__Goal__. Edit the lines from the line with "Segment the **wooden" up to and including the line with "265 24 L 260" so that "wooden fence" becomes "timber fence", with nothing else changed. Return only those edited lines.

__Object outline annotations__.
....
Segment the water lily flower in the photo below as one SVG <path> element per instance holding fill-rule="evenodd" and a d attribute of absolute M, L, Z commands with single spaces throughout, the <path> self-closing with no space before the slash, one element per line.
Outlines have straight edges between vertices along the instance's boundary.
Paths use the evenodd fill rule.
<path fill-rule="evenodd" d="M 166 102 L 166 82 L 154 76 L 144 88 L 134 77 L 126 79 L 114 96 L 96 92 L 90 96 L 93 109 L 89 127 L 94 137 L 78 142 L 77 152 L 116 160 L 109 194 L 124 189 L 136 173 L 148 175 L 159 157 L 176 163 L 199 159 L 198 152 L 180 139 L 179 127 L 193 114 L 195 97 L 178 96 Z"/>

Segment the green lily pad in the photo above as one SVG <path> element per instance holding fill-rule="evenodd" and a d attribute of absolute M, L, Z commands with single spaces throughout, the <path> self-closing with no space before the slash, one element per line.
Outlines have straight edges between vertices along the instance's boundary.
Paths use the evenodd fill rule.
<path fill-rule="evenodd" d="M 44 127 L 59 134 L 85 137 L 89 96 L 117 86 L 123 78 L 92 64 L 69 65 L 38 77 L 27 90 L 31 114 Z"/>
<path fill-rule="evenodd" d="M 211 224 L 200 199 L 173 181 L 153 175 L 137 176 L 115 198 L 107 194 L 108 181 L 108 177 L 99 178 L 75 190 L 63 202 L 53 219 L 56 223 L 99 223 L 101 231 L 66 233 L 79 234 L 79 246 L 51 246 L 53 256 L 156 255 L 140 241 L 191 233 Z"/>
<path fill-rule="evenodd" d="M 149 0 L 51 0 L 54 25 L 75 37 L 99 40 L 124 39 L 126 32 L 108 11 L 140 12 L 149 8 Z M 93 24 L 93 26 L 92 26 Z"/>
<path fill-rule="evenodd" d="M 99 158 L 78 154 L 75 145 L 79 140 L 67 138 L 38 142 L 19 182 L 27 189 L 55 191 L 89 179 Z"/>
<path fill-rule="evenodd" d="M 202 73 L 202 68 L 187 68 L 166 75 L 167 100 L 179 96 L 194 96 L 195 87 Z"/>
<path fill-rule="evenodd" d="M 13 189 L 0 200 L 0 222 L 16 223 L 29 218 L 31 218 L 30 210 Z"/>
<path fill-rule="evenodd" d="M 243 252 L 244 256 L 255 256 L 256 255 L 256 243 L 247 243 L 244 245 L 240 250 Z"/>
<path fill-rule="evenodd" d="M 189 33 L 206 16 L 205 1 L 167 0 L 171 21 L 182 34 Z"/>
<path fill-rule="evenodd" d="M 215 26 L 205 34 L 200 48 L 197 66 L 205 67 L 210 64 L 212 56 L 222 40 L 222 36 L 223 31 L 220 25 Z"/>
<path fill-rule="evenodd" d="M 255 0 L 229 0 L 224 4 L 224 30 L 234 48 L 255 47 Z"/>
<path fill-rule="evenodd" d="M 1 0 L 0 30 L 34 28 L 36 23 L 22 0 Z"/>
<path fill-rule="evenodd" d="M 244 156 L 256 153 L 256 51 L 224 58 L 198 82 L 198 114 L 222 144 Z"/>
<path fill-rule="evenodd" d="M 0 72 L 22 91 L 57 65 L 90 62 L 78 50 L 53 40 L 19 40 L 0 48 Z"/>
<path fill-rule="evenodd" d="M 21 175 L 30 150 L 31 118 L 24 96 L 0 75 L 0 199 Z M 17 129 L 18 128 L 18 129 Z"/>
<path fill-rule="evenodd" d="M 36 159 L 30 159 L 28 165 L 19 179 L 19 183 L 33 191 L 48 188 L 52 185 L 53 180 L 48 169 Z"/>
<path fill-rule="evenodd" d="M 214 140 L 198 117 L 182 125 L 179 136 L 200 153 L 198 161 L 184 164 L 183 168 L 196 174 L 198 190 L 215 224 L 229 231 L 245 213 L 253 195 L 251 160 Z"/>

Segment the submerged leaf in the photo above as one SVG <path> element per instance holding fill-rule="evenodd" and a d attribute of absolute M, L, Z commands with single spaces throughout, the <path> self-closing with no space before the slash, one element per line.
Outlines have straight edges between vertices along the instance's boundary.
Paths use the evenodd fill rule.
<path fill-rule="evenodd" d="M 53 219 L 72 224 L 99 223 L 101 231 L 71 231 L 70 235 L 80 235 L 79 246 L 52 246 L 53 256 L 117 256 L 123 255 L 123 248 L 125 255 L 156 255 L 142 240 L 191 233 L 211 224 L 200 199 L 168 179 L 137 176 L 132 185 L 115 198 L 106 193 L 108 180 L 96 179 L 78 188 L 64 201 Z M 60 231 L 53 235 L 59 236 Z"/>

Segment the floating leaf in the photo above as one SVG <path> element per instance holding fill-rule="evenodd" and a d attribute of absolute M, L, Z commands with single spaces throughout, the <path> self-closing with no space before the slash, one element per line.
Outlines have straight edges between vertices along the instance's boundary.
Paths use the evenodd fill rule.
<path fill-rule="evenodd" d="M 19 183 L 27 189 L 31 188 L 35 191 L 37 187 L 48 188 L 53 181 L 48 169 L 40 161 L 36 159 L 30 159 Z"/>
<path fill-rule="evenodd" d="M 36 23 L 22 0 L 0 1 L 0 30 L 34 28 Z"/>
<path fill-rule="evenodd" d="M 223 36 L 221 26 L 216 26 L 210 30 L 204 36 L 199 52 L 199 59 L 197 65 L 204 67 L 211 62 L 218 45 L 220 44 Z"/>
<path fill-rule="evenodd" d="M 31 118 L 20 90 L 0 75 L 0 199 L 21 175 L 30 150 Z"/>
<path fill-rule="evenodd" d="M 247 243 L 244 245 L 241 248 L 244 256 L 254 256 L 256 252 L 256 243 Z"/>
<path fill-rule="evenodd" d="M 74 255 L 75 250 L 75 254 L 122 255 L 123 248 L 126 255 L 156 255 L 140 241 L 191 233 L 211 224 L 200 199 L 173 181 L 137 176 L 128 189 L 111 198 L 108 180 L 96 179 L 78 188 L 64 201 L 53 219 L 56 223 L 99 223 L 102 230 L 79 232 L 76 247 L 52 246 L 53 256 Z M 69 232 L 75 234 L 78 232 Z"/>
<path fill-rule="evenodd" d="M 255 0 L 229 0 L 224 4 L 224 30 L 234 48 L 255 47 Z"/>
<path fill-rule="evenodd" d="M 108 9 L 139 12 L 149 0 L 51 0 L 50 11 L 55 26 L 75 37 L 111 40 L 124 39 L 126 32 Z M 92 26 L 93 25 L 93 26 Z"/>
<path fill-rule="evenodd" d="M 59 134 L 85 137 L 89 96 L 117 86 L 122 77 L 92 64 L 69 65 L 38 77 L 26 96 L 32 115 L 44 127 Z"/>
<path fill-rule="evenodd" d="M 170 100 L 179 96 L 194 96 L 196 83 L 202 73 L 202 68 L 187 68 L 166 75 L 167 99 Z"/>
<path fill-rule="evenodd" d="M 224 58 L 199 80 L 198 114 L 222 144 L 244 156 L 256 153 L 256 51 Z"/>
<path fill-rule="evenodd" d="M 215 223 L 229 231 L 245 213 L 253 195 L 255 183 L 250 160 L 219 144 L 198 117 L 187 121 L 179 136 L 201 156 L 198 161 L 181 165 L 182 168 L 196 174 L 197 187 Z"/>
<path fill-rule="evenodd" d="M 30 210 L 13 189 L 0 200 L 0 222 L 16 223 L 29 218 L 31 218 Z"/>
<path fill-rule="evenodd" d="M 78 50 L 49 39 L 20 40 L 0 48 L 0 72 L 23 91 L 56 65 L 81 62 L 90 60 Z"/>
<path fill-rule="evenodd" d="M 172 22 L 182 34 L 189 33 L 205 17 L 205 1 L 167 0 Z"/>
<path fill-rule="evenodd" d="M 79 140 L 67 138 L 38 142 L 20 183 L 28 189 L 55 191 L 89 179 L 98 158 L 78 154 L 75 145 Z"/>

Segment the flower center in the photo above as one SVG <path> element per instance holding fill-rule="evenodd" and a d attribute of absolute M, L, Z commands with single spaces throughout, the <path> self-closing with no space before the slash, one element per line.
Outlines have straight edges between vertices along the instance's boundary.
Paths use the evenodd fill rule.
....
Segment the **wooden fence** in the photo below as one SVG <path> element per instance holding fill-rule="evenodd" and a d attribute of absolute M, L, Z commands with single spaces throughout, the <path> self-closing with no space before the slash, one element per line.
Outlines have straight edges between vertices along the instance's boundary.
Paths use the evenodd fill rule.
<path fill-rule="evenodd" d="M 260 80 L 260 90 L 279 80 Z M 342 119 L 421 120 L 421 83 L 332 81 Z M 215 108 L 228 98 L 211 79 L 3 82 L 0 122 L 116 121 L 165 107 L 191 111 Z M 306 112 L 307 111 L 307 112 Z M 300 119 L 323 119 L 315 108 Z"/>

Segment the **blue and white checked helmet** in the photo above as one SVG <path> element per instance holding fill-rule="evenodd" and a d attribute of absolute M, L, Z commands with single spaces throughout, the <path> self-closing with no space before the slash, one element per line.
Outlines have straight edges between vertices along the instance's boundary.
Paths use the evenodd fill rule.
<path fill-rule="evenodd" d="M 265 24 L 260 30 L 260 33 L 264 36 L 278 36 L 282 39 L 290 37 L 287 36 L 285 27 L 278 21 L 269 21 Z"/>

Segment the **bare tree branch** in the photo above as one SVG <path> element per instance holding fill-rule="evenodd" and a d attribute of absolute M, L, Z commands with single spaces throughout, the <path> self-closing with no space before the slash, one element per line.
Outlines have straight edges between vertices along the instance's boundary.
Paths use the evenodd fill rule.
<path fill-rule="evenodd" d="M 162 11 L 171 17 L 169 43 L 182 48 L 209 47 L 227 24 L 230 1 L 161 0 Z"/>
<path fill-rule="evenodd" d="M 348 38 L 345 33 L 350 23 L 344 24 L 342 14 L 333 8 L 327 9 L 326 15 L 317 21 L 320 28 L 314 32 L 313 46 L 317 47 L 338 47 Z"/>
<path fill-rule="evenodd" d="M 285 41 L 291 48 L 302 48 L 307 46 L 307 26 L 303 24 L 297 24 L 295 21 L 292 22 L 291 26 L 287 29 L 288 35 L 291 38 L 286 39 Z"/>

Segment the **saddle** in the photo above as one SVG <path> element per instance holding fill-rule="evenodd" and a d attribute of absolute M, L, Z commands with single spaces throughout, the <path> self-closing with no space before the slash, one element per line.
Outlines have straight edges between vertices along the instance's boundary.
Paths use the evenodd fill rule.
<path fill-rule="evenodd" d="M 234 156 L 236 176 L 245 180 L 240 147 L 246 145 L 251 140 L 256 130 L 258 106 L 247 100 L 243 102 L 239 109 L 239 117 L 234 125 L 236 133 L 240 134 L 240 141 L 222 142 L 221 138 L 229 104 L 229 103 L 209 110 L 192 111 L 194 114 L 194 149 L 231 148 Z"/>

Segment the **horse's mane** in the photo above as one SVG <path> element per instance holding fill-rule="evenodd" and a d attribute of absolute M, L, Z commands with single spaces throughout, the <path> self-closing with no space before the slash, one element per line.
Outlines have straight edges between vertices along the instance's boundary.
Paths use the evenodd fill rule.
....
__Solution__.
Segment the **timber fence** in the photo below as one SVG <path> element per instance holding fill-rule="evenodd" and a d attribute of absolute M, L, Z commands with single spaces throughout, the <path> self-closing with no space before the slash, one element per line.
Outlines have straight edges between vertices along the instance's boundary.
Paths use the evenodd fill rule.
<path fill-rule="evenodd" d="M 260 80 L 260 90 L 279 80 Z M 342 119 L 421 120 L 421 83 L 332 81 Z M 215 108 L 228 98 L 211 79 L 3 82 L 0 122 L 116 121 L 165 107 L 191 111 Z M 306 112 L 307 111 L 307 112 Z M 300 119 L 323 119 L 315 108 Z"/>

Segment the **blue and white checked helmet** in the photo above as one SVG <path> element per instance holding fill-rule="evenodd" and a d attribute of absolute M, L, Z commands with single spaces throughout, the <path> self-closing with no space before the slash, one element per line.
Outlines have straight edges between vertices along the instance's boundary.
Paths use the evenodd fill rule.
<path fill-rule="evenodd" d="M 265 24 L 260 30 L 260 33 L 264 36 L 278 36 L 282 39 L 290 37 L 287 36 L 285 27 L 278 21 L 269 21 Z"/>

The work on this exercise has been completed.